- _AIM OF THE TASK_
When copying the records below, keep every word as it is and drop the images.

- _DATA_
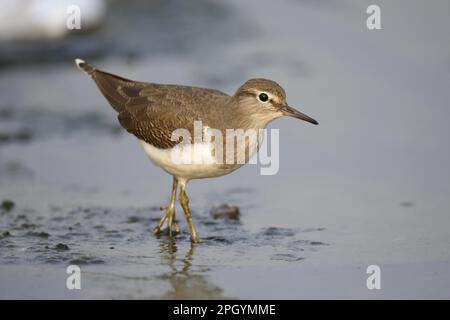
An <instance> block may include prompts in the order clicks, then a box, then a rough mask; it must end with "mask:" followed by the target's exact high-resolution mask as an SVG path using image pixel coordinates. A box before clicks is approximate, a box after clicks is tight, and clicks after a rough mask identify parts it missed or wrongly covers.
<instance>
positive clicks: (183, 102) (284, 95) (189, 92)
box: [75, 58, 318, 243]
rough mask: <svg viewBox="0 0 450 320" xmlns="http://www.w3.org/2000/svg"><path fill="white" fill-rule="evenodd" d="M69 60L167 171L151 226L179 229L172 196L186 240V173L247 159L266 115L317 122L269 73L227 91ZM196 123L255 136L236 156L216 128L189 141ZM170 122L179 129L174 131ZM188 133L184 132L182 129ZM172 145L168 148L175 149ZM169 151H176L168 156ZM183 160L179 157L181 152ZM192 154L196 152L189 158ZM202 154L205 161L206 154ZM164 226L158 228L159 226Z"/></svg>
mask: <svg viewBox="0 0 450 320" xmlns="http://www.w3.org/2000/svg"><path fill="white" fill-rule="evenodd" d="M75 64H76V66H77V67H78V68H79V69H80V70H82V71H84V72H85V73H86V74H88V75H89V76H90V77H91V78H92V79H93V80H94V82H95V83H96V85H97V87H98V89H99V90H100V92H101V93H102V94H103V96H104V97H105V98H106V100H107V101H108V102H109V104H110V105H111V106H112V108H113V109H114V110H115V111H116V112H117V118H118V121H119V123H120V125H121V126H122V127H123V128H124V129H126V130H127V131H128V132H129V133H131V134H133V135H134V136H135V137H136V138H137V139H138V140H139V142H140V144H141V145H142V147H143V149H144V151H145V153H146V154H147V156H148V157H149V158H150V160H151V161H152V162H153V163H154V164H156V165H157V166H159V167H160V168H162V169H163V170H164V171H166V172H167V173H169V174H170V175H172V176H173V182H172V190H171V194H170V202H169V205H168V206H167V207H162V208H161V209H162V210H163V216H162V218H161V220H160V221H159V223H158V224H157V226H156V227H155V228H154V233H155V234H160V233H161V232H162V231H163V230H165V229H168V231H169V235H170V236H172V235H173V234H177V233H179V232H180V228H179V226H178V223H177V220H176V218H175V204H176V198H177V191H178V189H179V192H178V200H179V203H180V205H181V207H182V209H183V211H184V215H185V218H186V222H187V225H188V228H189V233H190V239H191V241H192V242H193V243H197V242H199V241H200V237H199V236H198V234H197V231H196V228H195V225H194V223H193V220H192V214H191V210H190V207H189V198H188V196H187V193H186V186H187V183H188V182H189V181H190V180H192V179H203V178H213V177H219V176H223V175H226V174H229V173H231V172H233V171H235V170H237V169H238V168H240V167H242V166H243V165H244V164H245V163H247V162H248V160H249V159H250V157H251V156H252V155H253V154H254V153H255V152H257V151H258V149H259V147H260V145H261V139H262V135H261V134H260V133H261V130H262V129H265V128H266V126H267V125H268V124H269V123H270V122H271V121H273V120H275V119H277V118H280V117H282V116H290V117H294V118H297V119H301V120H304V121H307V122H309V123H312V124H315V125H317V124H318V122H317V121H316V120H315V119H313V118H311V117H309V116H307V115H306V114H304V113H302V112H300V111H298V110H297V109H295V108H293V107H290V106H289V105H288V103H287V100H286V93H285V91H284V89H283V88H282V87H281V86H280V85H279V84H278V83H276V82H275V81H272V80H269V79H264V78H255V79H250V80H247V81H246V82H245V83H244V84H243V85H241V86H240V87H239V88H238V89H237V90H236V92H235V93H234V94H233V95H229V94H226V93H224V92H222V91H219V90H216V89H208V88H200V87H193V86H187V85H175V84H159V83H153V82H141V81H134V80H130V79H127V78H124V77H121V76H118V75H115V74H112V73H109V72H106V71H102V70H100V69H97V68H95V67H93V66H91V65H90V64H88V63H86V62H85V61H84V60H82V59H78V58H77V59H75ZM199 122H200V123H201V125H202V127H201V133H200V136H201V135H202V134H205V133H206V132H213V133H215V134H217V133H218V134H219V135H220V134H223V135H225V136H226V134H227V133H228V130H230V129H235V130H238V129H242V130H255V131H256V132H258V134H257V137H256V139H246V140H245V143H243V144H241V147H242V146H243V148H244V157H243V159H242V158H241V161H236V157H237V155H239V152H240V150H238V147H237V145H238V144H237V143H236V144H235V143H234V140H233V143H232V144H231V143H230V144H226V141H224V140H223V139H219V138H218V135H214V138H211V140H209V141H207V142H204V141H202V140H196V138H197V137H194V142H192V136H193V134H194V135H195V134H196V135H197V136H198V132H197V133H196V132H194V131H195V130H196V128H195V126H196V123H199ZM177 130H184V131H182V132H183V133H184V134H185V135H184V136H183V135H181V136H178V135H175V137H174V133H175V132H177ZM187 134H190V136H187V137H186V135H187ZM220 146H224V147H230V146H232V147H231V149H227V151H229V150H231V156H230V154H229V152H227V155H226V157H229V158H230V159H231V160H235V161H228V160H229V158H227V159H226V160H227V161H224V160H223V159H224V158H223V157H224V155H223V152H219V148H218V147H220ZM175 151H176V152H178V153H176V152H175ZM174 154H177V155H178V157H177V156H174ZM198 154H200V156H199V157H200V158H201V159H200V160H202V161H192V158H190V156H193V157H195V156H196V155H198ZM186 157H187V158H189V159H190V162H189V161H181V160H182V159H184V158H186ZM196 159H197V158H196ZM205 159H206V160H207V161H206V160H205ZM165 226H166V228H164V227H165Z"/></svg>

- _SOLUTION_
An <instance> block may include prompts in the order clicks, then a box, then a rough mask; it must end with "mask:" followed by the target's exact high-resolution mask as an SVG path using image pixel coordinates. A box before clicks is approximate, a box after clicks is tight, and clicks after a rough mask identify parts it missed or wrongly covers.
<instance>
positive clicks: (183, 102) (284, 95) (189, 92)
box: [75, 58, 318, 243]
rough mask: <svg viewBox="0 0 450 320" xmlns="http://www.w3.org/2000/svg"><path fill="white" fill-rule="evenodd" d="M69 60L167 171L151 226L179 229L172 196L186 240V173L247 159L266 115L317 122L269 73L227 91ZM196 123L255 136L236 156L216 128L189 141ZM170 122L179 129L174 131ZM188 133L184 132L182 129ZM172 145L168 148L175 149ZM169 151H176L168 156ZM183 160L179 157L181 152ZM192 154L196 152L189 158ZM202 154L205 161L206 154ZM164 226L158 228L159 226Z"/></svg>
mask: <svg viewBox="0 0 450 320" xmlns="http://www.w3.org/2000/svg"><path fill="white" fill-rule="evenodd" d="M75 64H76V66H77V67H78V68H79V69H80V70H82V71H84V72H85V73H86V74H88V75H89V76H90V77H91V78H92V79H93V80H94V82H95V83H96V85H97V87H98V89H99V90H100V92H101V93H102V94H103V96H104V97H105V98H106V100H107V101H108V102H109V104H110V105H111V106H112V108H113V109H114V110H115V111H116V112H117V118H118V121H119V123H120V125H121V126H122V127H123V128H124V129H126V130H127V131H128V132H129V133H131V134H133V135H134V136H135V137H136V138H137V139H138V140H139V142H140V144H141V145H142V147H143V149H144V151H145V153H146V154H147V156H148V157H149V158H150V160H151V161H152V162H153V163H154V164H156V165H157V166H159V167H160V168H162V169H163V170H164V171H166V172H167V173H169V174H170V175H172V176H173V182H172V190H171V194H170V202H169V205H168V206H167V207H162V208H161V209H162V210H163V216H162V218H161V220H160V221H159V223H158V224H157V226H156V227H155V228H154V233H155V234H160V233H161V232H162V231H163V230H165V229H168V231H169V235H170V236H172V235H173V234H177V233H179V232H180V228H179V226H178V223H177V220H176V218H175V204H176V198H177V191H178V189H179V192H178V200H179V203H180V205H181V207H182V209H183V211H184V215H185V218H186V222H187V225H188V228H189V233H190V239H191V241H192V242H193V243H197V242H199V241H200V237H199V236H198V234H197V231H196V228H195V225H194V223H193V220H192V214H191V210H190V207H189V198H188V196H187V193H186V186H187V183H188V182H189V181H190V180H192V179H203V178H213V177H219V176H223V175H226V174H229V173H231V172H233V171H235V170H237V169H238V168H240V167H242V166H243V165H244V164H245V163H247V162H248V160H249V159H250V157H251V156H252V155H253V154H254V153H255V152H257V151H258V149H259V147H260V145H261V139H262V135H261V134H260V133H261V130H262V129H265V128H266V126H267V125H268V124H269V123H270V122H271V121H273V120H275V119H277V118H280V117H282V116H290V117H294V118H297V119H301V120H304V121H307V122H309V123H312V124H315V125H317V124H318V122H317V121H316V120H315V119H313V118H311V117H309V116H307V115H306V114H304V113H302V112H300V111H298V110H297V109H295V108H293V107H290V106H289V105H288V103H287V100H286V93H285V91H284V89H283V88H282V87H281V86H280V85H279V84H278V83H276V82H275V81H272V80H269V79H264V78H255V79H250V80H247V81H246V82H245V83H244V84H243V85H241V86H240V87H239V88H238V89H237V90H236V92H235V93H234V94H233V95H229V94H226V93H224V92H222V91H219V90H216V89H208V88H200V87H193V86H187V85H175V84H159V83H153V82H141V81H134V80H130V79H127V78H124V77H121V76H118V75H115V74H112V73H109V72H106V71H102V70H100V69H97V68H95V67H93V66H91V65H90V64H88V63H86V62H85V61H84V60H82V59H78V58H77V59H75ZM199 122H200V123H201V125H202V127H201V133H200V136H201V135H202V134H205V133H206V132H213V133H215V134H217V133H218V134H219V135H220V134H223V135H225V136H226V134H227V133H228V130H230V129H235V130H238V129H242V130H255V131H256V132H258V134H257V137H256V139H246V140H245V143H243V144H241V147H242V146H243V148H244V157H243V159H242V158H241V161H236V157H237V155H239V152H240V150H238V147H237V145H238V144H237V143H236V144H235V143H234V140H233V143H232V144H231V143H230V144H226V141H224V140H223V139H219V138H218V135H214V138H211V140H209V141H207V142H204V141H202V140H196V138H197V137H194V142H192V136H193V134H194V135H195V134H196V135H197V136H198V132H197V133H196V132H194V131H195V130H196V128H195V126H196V123H199ZM177 130H184V131H182V132H183V133H184V134H185V135H184V136H183V135H181V136H178V135H175V137H174V133H175V132H177ZM187 134H190V136H187V137H186V135H187ZM220 146H224V147H230V146H232V147H231V149H227V151H229V150H231V156H230V154H229V152H227V155H226V157H229V158H230V159H231V160H235V161H228V160H229V158H227V159H226V160H227V161H224V160H223V159H224V158H223V157H224V155H223V152H219V148H218V147H220ZM175 151H176V152H178V153H176V152H175ZM174 154H177V155H178V157H177V156H174ZM198 154H200V156H199V157H200V158H201V159H200V160H202V161H192V158H190V156H193V157H195V156H196V155H198ZM186 157H187V158H189V159H190V162H189V161H181V160H182V159H184V158H186ZM196 159H197V158H196ZM205 159H206V160H207V161H206V160H205ZM165 226H166V228H164V227H165Z"/></svg>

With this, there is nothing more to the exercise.